Set the images aside and retype the whole listing exactly.

» Information provided

========================================

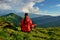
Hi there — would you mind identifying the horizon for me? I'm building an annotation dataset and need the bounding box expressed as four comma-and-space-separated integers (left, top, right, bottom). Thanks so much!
0, 12, 60, 17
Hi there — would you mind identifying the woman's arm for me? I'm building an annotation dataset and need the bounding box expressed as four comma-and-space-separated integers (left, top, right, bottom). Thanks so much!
30, 19, 36, 28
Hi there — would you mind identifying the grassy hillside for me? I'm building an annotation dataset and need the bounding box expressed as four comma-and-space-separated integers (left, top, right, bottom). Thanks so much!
0, 13, 22, 27
0, 13, 60, 40
0, 21, 60, 40
0, 26, 60, 40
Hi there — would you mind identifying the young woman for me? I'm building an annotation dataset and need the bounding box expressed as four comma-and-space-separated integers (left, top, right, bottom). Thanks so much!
20, 13, 36, 32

========================================

» Exercise output
Hi there — would you mind identifying the horizon for me? I'm building an annotation dataset and need the bounding box expressed as four comma-and-space-separated integers (left, top, right, bottom). Thanks so much!
0, 12, 60, 17
Hi there — would you mind identifying the woman's arm for me? I'm building an annotation dataset and need the bounding box expressed as four comma-and-space-separated integers (left, top, right, bottom). Thanks so much!
30, 19, 36, 28
Hi there — would you mind identifying the grassy hillside for me? I'm building an annotation dataset and need the bounding box expressed as four comma-and-space-separated integers (left, top, right, bottom). Thanks so much!
0, 13, 22, 27
0, 13, 60, 40
0, 21, 60, 40
0, 26, 60, 40
Hi there — would you mind identifying the young woman for me? I'm building an annotation dataset and need the bounding box expressed as four comma-and-space-separated integers (left, top, right, bottom). Thanks so much!
20, 13, 36, 32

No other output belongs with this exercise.